┌─ PASSAGE TO READ

# Incentive increase between order date and ED date



## petesamprs (Nov 1, 2005)

I see there is now $2,500 build out cash on the 2014 535i I have on order (Euro delivery in 2 weeks). http://www.bmwusa.com/Standard/Content/Vehicles/2014/5/535iSedan/OfferDetail.aspx?regiontypeid=3

I ordered back in May, when there was a $1,500 option credit. Do you think I would be able to get the additional $1,000 incorporated into my price? I've signed the purchase order (a month before delivery), but haven't paid for my car yet (a week before delivery).

Will ask my dealer as well but want to know what the "right" answer is.

Thanks.


----------



## hyperzulu (Jul 12, 2011)

Build out cash is a treasure chest given to a dealership to use at their discretion. No dealer is going to use that to cut their margins thinner than what it already is on an ED deal. They will keep that money to apply to cars on the lot, not for a car basically sold. Short answer, no.


----------



## petesamprs (Nov 1, 2005)

Would the dealer even get that on my car if I ordered back in May? If so, I believe I should be entitled to the benefit of it (why else would they advertise it).


----------



## warpdrive (Nov 10, 2013)

I'm thinking the same Pete. A good CA would have their dealer commission fixed and offer the benefits of incentives to the customer. 


Sent from BimmerApp mobile app


----------



## hyperzulu (Jul 12, 2011)

petesamprs said:


> Would the dealer even get that on my car if I ordered back in May? If so, I believe I should be entitled to the benefit of it (why else would they advertise it).


The difference between something like an option credit and build out cash is that the option credit is a manufacturer direct rebate. If you get it, it doesn't come out of the dealers pocket, so there is no problem, you are entitled to it. The build out cash is, as I said, a trunk of money. They have a FINITE amount to give away, in order to help them sell off their old, on the lot, inventory. Your car is probably not even out of their allocation. So if you are already making them a grand total of $500 on this deal, I don't believe they are going to reach into their piggy bank to help you clear another $1000 off the price of the car, when they can use that for someone that comes in looking to score a really good deal on leftover inventory. This is money for the hard sells. You're already sold. If you refused to take delivery of the car, it would not end up being the dealer's problem.


----------



## tturedraider (Nov 11, 2005)

petesamprs said:


> Would the dealer even get that on my car if I ordered back in May? If so, I believe I should be entitled to the benefit of it (why else would they advertise it).





warpdrive said:


> I'm thinking the same Pete. A good CA would have their dealer commission fixed and offer the benefits of incentives to the customer.
> 
> Sent from BimmerApp mobile app


Agreed. Once they advertise it it ceases to be trunk money. Trunk money is unadvertised manufacturer-to-dealer incentives.


----------



## hyperzulu (Jul 12, 2011)

Well I've seen advertised build out cash be given no problem and I've seen people being denied it from their dealer. On a euro delivery coming outside of allocation, I would find it unlikely, but good luck.


----------



## petesamprs (Nov 1, 2005)

Asked my CA and without any hesitation/haggling he said my price would decrease by $1,000 as a result. Pleasant surprise!

└─
┌─ EXTRACTED INFORMATION

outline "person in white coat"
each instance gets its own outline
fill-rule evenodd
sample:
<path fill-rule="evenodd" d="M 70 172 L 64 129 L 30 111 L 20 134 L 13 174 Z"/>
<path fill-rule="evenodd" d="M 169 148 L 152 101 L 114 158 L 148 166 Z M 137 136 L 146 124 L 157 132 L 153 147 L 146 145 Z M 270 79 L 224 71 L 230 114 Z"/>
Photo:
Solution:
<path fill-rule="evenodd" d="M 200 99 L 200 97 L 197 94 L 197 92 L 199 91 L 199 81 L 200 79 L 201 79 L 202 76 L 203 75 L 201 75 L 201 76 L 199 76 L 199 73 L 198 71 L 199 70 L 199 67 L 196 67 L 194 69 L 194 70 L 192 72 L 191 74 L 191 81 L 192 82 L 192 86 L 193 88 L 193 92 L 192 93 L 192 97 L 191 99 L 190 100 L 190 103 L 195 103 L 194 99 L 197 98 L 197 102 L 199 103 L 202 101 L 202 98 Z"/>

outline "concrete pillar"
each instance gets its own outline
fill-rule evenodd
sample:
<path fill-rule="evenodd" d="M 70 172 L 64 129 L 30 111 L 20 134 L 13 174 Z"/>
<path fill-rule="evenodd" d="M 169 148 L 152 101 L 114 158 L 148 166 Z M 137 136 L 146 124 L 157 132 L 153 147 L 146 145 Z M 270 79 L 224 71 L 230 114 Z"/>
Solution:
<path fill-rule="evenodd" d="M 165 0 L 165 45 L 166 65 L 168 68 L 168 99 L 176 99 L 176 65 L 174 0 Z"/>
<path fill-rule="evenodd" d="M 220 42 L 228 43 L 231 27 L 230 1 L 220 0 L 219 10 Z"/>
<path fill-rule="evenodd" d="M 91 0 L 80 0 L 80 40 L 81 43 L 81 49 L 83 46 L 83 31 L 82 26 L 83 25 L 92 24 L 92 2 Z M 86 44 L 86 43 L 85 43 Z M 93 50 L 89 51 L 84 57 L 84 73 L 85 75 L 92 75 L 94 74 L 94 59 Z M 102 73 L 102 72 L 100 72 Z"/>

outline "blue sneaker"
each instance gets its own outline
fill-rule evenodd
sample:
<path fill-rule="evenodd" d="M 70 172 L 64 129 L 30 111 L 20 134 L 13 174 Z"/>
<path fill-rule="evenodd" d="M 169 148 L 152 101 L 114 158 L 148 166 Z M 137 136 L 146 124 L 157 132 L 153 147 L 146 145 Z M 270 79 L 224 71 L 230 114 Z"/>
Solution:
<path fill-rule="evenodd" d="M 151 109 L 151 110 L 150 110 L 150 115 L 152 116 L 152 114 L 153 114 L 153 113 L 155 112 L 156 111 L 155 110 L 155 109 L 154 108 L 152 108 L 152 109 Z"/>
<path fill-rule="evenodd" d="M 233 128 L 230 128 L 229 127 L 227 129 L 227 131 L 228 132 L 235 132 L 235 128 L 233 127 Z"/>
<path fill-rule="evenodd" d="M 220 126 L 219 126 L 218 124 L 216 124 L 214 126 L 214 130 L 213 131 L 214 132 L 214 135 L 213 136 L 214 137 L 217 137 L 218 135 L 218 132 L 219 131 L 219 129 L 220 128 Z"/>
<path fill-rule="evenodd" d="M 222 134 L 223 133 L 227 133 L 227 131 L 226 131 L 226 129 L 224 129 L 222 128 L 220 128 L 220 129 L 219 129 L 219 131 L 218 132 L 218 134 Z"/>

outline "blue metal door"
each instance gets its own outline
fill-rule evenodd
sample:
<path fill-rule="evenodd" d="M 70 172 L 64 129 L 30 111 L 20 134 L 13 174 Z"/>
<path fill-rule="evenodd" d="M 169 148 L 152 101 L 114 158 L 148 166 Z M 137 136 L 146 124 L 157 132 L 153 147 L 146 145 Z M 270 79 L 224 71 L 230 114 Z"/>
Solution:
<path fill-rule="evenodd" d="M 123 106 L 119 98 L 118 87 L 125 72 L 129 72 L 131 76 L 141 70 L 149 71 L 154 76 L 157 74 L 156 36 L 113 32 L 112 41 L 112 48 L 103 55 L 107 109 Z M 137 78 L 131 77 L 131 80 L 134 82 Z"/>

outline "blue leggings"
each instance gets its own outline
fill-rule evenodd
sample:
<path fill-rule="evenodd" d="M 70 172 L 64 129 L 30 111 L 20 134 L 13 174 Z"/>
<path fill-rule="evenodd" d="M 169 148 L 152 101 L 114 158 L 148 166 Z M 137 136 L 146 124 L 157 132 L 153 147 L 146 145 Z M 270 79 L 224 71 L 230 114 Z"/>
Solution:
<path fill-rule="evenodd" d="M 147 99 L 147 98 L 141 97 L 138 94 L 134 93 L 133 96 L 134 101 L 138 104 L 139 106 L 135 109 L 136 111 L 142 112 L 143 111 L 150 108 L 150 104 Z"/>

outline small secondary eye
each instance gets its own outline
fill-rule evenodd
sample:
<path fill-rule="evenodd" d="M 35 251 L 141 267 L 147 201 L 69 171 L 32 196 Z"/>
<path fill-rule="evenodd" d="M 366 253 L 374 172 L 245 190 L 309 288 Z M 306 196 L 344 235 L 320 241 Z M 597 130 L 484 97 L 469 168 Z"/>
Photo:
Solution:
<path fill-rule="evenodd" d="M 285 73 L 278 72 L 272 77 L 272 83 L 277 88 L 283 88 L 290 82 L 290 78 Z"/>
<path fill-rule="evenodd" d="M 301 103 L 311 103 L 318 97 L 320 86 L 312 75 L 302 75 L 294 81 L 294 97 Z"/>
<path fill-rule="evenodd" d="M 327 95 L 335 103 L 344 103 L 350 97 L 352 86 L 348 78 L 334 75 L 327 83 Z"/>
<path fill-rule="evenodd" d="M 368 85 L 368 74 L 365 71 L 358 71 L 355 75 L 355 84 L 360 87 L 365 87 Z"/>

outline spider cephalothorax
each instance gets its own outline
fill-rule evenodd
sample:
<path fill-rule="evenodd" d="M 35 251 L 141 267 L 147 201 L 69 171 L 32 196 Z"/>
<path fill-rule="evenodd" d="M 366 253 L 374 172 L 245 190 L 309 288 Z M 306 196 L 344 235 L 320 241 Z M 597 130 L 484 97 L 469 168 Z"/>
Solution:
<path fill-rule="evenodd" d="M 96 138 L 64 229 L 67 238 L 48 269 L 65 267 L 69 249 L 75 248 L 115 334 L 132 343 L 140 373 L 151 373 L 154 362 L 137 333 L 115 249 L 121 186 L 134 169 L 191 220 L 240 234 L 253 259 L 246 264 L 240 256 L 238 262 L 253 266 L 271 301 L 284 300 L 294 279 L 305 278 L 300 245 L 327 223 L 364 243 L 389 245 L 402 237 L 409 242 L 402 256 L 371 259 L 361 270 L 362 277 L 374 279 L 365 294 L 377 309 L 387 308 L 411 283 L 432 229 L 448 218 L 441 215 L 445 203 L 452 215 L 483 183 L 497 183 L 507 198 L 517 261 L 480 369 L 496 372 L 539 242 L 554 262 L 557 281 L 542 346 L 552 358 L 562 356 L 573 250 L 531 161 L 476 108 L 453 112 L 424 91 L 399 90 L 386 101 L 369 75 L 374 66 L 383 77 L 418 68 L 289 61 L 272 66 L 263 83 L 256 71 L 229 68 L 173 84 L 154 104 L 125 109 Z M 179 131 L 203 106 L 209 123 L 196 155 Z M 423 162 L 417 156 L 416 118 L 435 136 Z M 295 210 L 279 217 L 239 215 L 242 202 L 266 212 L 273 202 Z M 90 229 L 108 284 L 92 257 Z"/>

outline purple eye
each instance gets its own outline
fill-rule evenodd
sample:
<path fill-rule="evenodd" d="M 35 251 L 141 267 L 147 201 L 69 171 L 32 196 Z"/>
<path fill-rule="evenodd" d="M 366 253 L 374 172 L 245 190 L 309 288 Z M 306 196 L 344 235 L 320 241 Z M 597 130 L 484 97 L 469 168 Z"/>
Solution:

└─

DIRECTION —
Answer these questions from the forum thread above on build out cash:
(a) What option credit was offered when the car was ordered in May?
(b) How does tturedraider define trunk money?
(c) By how much did the CA say the price would decrease?

SOLUTION TO THIS PROBLEM —
(a) A $1,500 option credit.
(b) Unadvertised manufacturer-to-dealer incentives.
(c) By $1,000.